▶ _EXTRAIT À LIRE_:
########

Ce qui est écrit n'engage que son auteur (moi) et certainement pas les metteurs en scène qui ont fait les films. En effet, il ne faut pas prêter aux gens que l'on ne connaît pas personnellement des intentions qu'ils n'ont (peut-être) pas. De plus ces écrits ne constituent en aucun cas mon crédo, ou un fondement quelconque de ma foi. Ce ne sont que des réflexions qui n'ont qu'un but: essayer de voir autrement pour mieux comprendre, et donc mieux communiquer cet évangile qui, reconnaissons-le a eu aussi beaucoup de mal à nous parvenir. Ces réflexions sont néanmoins motivées par un constat douloureux que j'exprime au début de la deuxième section page neuf. J'ai pris volontairement parfois un ton un peu badin, le créneau de l'humour étant libre, je m'y suis garé. Je vous souhaite de passer un très bon moment.

Dans son ouvrage "Démission de la raison", Francis Schaeffer fait un douloureux constat: celui d'une "dichotomie" entre le monde et l'Eglise de Jésus-Christ. Je précise... de Jésus-Christ, car il y a d'autres églises. Semble-t-il. Cette dichotomie, chacun la décrira à sa manière, existe probablement parce qu'un jour nous avons cru que nous n'avions rien à faire avec l'esprit de ce siècle, ou du monde. Certes, et l'apôtre Paul nous y exhorte d'ailleurs. Mais, voyez-vous, "Dieu a tant aimé le monde qu'Il a donné son Fils Jésus-Christ afin que quiconque (du monde) croit en Lui ne périsse pas mais qu'il ait la vie éternelle" (Jean 3: 16 ) Et Paul, lui, nous enjoint de ne pas nous mettre à part du monde, d'être dans le monde sans être DE ce monde. Don Richardson dans un ouvrage déjà un peu ancien, "L'éternité dans leur cœur", nous explique que le Seigneur a déjà déposé des clés dans les cœurs des peuples/tribus/individus afin que l'évangile de Jésus-Christ puisse y pénétrer et faire son œuvre.

Si aujourd'hui nous voulions trouver certaines de ces clés, il faudrait les chercher dans les arts. La littérature (y compris la BD), la musique, le cinéma sans oublier la peinture, la sculpture, le théâtre, la danse et j'en oublie sûrement, pardonnez-moi, sont autant de moyens d'expressions, de cris poussés qui devraient ouvrir notre oreille...même si d'aucuns y voient, versets bibliques à l'appui, une certaine idôlatrie. Principalement en ces temps où le sexe est étalé à grands renforts de dessins, d'images, de sons etc... Sans oublier les démons, vampires et autres sorcières qui font trembler jeunes et vieux peu enclins à séparer le vrai du faux. Donc le monde est idolâtre, et Paul nous a dit de nous garder du monde, donc obéissons à Paul...quitte à désobéir (un peu quand même) à Jésus! D'où la dichotomie dont je vous parlais plus haut.

########

Entrées de localisation d'objets dans des images:
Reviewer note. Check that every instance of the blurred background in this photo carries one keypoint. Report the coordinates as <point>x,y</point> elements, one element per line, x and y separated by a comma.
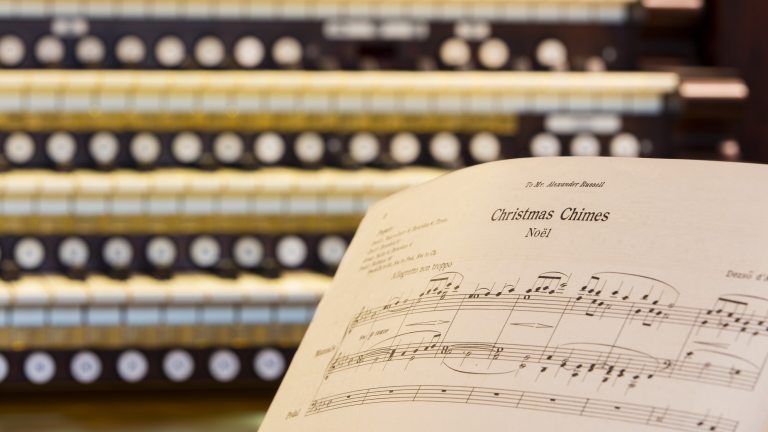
<point>180,178</point>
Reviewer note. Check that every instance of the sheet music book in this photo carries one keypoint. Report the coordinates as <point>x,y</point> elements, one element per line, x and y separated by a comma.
<point>578,294</point>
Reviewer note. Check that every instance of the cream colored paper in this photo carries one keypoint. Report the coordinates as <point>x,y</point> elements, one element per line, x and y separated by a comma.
<point>627,295</point>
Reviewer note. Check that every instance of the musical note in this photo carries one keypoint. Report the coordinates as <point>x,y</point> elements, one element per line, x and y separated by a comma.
<point>525,400</point>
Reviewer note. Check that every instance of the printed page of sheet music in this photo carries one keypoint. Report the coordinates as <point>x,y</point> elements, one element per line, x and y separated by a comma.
<point>547,294</point>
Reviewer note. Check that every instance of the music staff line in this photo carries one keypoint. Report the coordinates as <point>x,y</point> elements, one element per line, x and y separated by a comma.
<point>576,361</point>
<point>648,314</point>
<point>578,406</point>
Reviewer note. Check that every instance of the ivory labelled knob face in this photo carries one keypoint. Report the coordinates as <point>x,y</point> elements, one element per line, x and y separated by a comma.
<point>552,53</point>
<point>210,51</point>
<point>12,50</point>
<point>445,148</point>
<point>104,148</point>
<point>493,54</point>
<point>585,144</point>
<point>39,367</point>
<point>61,148</point>
<point>145,148</point>
<point>132,366</point>
<point>170,51</point>
<point>364,148</point>
<point>269,148</point>
<point>224,365</point>
<point>269,364</point>
<point>248,252</point>
<point>85,367</point>
<point>161,252</point>
<point>19,148</point>
<point>178,365</point>
<point>117,252</point>
<point>49,50</point>
<point>291,251</point>
<point>485,147</point>
<point>228,148</point>
<point>187,147</point>
<point>330,250</point>
<point>130,49</point>
<point>29,253</point>
<point>90,50</point>
<point>309,148</point>
<point>73,252</point>
<point>287,51</point>
<point>249,52</point>
<point>204,251</point>
<point>404,148</point>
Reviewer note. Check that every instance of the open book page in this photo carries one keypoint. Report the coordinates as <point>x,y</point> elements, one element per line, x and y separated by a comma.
<point>547,294</point>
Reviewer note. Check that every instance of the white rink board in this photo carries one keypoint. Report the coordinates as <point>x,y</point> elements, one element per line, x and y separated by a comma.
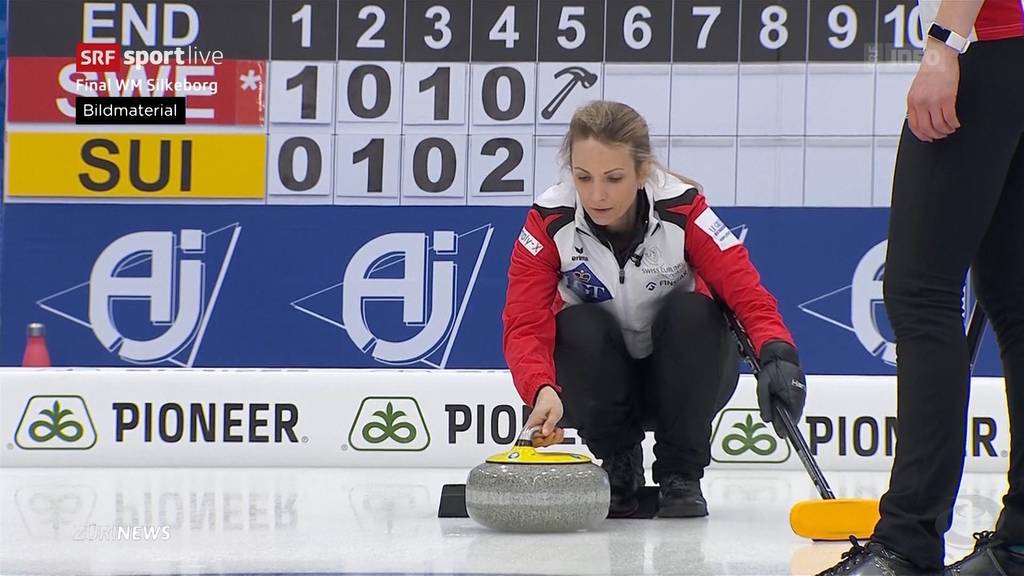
<point>448,419</point>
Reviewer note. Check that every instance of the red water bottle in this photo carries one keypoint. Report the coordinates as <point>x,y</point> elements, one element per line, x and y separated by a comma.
<point>36,354</point>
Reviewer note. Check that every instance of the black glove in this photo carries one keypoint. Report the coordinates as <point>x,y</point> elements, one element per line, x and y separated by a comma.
<point>781,381</point>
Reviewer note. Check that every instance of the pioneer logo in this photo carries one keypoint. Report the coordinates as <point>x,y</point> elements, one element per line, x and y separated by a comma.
<point>211,422</point>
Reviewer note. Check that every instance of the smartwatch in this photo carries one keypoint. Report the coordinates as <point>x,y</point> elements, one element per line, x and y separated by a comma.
<point>948,37</point>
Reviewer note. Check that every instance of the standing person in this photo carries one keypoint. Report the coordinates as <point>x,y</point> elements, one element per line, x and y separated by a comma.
<point>957,202</point>
<point>608,316</point>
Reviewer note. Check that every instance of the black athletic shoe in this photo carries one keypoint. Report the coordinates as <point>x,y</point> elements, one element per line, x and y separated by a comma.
<point>681,498</point>
<point>990,557</point>
<point>626,477</point>
<point>875,560</point>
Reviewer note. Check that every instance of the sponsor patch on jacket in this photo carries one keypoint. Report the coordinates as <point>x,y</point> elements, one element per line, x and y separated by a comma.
<point>587,285</point>
<point>529,243</point>
<point>716,229</point>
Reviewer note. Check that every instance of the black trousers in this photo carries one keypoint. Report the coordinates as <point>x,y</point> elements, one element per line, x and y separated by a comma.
<point>957,203</point>
<point>611,399</point>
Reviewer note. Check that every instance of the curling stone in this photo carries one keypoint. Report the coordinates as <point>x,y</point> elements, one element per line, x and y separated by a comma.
<point>525,490</point>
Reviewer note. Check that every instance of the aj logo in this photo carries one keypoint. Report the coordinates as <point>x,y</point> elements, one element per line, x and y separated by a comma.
<point>404,294</point>
<point>389,423</point>
<point>167,274</point>
<point>55,422</point>
<point>740,438</point>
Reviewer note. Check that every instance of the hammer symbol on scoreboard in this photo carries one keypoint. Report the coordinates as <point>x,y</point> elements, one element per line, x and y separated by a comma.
<point>579,76</point>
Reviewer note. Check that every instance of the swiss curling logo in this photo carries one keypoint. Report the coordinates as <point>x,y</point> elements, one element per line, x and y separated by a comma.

########

▶ _EXERCICE PROPOSÉ 1_:
Réécrivez tout ce qui va de « Ce qui est écrit » jusqu'à « très bon moment. » dans l'extrait à lire, en remplaçant « metteurs en scène » par « réalisateurs ».
▶ _EXERCICE PROPOSÉ 2_:
Recopiez à l'identique tout ce qui va du début des lignes du jeu de données jusqu'à la ligne contenant « <point>578,406</point> », ces deux bornes comprises, sans reproduire les images.

▶ _RÉPONSE RÉDIGÉE 1_:
Ce qui est écrit n'engage que son auteur (moi) et certainement pas les réalisateurs qui ont fait les films. En effet, il ne faut pas prêter aux gens que l'on ne connaît pas personnellement des intentions qu'ils n'ont (peut-être) pas. De plus ces écrits ne constituent en aucun cas mon crédo, ou un fondement quelconque de ma foi. Ce ne sont que des réflexions qui n'ont qu'un but: essayer de voir autrement pour mieux comprendre, et donc mieux communiquer cet évangile qui, reconnaissons-le a eu aussi beaucoup de mal à nous parvenir. Ces réflexions sont néanmoins motivées par un constat douloureux que j'exprime au début de la deuxième section page neuf. J'ai pris volontairement parfois un ton un peu badin, le créneau de l'humour étant libre, je m'y suis garé. Je vous souhaite de passer un très bon moment.

▶ _RÉPONSE RÉDIGÉE 2_:
Reviewer note. Check that every instance of the blurred background in this photo carries one keypoint. Report the coordinates as <point>x,y</point> elements, one element per line, x and y separated by a comma.
<point>180,178</point>
Reviewer note. Check that every instance of the sheet music book in this photo carries one keypoint. Report the coordinates as <point>x,y</point> elements, one element per line, x and y separated by a comma.
<point>578,294</point>
Reviewer note. Check that every instance of the cream colored paper in this photo carries one keypoint. Report the coordinates as <point>x,y</point> elements, one element per line, x and y separated by a comma.
<point>627,295</point>
Reviewer note. Check that every instance of the musical note in this photo carries one keypoint. Report the coordinates as <point>x,y</point> elements, one element per line, x and y separated by a comma.
<point>525,400</point>
Reviewer note. Check that every instance of the printed page of sheet music in this photo carries one keypoint. Report the coordinates as <point>x,y</point> elements, one element per line, x and y separated by a comma.
<point>547,294</point>
Reviewer note. Check that every instance of the music staff line in this photo carries one keypoint. Report the coordinates as <point>x,y</point> elements, one element per line, x and y separated by a comma.
<point>576,361</point>
<point>648,314</point>
<point>578,406</point>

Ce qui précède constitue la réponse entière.